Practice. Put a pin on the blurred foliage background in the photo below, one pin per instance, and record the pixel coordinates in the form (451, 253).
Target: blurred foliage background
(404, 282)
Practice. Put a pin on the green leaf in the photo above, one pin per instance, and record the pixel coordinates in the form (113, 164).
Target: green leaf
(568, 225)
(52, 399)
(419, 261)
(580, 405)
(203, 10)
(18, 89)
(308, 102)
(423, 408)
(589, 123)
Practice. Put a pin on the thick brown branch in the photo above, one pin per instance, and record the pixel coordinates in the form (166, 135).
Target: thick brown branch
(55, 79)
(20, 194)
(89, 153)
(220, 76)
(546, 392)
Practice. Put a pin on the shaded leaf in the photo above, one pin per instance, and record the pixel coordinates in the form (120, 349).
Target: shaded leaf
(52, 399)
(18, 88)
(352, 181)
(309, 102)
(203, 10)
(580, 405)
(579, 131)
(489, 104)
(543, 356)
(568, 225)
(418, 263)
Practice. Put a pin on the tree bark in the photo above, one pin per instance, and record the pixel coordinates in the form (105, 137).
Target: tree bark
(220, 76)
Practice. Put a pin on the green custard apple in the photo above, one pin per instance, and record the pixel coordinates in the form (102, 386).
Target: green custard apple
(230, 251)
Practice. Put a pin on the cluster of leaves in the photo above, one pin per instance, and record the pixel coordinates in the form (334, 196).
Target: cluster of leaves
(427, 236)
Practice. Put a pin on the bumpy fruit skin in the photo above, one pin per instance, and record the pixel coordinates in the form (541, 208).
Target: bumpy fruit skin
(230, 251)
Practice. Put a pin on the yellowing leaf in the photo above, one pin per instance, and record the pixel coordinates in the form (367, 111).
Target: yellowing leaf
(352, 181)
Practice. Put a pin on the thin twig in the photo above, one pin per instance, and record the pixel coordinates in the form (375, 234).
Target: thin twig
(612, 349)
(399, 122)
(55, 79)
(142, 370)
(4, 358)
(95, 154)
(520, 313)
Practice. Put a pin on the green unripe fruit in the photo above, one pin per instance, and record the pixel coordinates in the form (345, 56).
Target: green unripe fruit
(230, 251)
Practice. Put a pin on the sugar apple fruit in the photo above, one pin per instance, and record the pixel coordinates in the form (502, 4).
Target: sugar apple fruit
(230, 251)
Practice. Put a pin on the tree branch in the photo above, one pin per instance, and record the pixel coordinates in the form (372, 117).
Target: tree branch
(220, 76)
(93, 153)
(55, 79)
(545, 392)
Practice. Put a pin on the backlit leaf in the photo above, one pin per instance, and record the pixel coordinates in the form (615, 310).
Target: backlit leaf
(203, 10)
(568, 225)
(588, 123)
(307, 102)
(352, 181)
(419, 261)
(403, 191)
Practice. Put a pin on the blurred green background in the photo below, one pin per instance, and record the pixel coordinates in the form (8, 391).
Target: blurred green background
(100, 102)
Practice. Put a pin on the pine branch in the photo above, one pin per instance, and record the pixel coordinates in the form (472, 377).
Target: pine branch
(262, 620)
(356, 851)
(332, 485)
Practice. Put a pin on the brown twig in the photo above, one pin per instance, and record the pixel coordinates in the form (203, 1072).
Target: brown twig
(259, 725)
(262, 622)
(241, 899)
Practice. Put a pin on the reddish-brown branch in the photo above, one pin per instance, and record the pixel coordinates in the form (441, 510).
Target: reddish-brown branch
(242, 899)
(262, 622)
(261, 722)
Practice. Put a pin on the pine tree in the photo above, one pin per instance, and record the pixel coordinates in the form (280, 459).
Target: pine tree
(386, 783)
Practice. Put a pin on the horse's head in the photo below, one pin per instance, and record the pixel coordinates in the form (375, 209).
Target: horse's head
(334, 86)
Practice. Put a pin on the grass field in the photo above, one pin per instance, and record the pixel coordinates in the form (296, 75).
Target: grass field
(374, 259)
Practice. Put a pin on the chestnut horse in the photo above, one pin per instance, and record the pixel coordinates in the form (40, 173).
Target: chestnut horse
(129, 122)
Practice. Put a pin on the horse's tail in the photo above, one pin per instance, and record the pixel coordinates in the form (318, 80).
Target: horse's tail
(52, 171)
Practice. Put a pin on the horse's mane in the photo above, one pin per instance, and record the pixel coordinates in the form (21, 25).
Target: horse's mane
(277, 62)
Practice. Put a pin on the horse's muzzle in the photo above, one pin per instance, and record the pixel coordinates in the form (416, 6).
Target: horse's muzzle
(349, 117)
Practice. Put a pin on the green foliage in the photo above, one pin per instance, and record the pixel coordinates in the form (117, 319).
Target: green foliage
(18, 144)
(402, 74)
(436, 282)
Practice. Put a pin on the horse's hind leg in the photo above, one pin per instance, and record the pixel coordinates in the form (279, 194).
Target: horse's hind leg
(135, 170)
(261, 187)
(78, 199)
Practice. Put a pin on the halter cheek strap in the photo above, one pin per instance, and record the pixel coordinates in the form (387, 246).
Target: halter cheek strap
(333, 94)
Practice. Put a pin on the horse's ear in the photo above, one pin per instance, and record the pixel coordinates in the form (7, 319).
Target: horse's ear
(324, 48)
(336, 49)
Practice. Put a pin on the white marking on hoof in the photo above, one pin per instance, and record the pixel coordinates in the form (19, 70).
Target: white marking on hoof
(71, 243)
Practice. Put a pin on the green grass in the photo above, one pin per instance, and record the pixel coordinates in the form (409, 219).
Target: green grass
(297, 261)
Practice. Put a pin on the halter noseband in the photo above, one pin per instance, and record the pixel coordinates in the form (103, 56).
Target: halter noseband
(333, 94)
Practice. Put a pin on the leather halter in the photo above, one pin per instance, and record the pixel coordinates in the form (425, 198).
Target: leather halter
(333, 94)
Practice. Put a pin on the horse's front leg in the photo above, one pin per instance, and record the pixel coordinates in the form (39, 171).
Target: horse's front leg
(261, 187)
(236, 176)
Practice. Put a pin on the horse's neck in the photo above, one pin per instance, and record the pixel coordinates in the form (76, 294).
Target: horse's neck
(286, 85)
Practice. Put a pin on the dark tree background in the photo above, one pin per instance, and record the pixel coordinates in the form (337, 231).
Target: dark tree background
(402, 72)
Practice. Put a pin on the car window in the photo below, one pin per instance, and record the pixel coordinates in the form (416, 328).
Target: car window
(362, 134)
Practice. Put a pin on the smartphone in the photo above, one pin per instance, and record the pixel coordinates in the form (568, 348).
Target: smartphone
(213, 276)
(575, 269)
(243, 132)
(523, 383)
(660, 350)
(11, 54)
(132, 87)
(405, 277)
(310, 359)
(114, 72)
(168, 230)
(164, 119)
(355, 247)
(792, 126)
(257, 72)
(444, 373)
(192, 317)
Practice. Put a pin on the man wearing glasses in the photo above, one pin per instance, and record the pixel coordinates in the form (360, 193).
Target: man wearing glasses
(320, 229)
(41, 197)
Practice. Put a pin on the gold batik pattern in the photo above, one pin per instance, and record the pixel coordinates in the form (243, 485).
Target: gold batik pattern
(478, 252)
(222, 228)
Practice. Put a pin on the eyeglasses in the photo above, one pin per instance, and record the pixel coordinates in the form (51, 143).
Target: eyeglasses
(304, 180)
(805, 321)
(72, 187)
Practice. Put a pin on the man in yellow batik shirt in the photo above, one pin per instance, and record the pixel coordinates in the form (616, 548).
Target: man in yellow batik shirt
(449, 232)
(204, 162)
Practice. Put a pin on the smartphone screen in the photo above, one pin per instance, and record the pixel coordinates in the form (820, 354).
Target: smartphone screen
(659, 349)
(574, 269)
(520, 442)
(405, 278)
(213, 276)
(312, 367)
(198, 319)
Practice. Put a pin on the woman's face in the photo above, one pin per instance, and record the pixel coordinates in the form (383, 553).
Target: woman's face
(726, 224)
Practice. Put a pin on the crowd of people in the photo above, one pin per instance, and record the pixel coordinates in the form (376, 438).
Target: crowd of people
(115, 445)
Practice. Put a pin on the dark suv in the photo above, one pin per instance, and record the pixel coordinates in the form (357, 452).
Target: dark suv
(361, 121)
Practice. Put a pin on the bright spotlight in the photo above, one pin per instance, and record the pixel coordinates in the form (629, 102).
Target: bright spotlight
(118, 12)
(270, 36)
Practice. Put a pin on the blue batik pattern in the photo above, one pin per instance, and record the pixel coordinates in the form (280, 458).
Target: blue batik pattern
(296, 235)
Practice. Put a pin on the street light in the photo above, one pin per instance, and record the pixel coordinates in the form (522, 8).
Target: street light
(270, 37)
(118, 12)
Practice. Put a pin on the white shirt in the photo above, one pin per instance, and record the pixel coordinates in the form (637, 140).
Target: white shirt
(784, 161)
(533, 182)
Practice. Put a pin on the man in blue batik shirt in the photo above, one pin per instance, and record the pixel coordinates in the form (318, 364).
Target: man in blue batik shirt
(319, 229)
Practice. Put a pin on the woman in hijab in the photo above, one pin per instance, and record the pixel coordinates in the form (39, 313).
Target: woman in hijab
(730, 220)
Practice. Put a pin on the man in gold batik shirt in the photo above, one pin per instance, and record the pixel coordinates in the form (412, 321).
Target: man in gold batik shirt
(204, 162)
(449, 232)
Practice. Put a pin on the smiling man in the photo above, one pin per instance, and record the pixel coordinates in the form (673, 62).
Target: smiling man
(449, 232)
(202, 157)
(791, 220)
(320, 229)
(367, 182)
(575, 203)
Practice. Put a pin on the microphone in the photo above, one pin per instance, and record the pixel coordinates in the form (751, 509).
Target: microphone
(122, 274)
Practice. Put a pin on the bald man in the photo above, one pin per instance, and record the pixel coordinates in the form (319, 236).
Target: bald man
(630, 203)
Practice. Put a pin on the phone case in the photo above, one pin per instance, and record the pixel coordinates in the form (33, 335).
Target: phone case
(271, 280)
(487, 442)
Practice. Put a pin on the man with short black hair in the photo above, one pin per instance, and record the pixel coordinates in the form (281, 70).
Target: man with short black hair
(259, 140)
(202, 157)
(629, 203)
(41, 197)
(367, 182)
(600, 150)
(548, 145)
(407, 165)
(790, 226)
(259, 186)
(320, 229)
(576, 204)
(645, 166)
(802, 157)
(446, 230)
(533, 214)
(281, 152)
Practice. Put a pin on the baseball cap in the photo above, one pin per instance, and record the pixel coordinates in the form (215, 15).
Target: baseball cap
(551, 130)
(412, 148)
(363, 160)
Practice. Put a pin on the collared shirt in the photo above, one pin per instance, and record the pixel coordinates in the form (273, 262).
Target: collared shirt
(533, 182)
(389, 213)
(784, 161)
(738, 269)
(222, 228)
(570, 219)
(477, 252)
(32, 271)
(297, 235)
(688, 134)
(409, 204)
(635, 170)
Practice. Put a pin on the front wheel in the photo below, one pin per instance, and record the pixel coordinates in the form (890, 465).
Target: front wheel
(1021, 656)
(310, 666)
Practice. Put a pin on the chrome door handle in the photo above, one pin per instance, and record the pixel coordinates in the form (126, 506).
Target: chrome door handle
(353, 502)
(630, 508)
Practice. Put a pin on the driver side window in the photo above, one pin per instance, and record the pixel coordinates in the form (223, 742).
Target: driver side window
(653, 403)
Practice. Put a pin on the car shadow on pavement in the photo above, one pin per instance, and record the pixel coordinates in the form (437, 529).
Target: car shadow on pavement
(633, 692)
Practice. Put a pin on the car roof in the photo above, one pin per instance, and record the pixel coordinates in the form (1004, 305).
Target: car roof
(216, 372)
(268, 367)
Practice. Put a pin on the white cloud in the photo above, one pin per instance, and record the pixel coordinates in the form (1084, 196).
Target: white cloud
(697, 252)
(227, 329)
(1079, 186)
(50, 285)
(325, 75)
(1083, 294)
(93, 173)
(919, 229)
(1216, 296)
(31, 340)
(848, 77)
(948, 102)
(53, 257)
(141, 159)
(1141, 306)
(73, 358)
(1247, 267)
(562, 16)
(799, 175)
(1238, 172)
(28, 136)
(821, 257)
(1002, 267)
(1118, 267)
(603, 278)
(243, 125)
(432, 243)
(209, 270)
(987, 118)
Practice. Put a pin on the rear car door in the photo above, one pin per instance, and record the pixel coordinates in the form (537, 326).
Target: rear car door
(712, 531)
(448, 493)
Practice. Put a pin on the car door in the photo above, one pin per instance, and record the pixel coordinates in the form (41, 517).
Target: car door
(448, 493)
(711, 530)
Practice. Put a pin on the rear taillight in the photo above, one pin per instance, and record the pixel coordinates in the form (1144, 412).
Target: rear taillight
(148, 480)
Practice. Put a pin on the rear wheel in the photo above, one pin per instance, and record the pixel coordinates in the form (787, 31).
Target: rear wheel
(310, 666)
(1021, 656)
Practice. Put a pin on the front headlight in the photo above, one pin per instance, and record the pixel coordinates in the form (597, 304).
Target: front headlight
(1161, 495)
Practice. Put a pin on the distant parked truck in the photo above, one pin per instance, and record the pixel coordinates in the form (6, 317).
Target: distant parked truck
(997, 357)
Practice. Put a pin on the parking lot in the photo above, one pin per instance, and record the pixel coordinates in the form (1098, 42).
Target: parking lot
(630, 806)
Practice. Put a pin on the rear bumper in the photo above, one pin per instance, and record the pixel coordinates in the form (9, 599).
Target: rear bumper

#### WORK ORDER:
Pull out all lines from the entries above that include the word "bumper".

#### EXERCISE RESULT:
Practice. Put a pin on the rear bumper in the photo above, one pin per instance, and record the pixel coordinates in the form (9, 599).
Target: rear bumper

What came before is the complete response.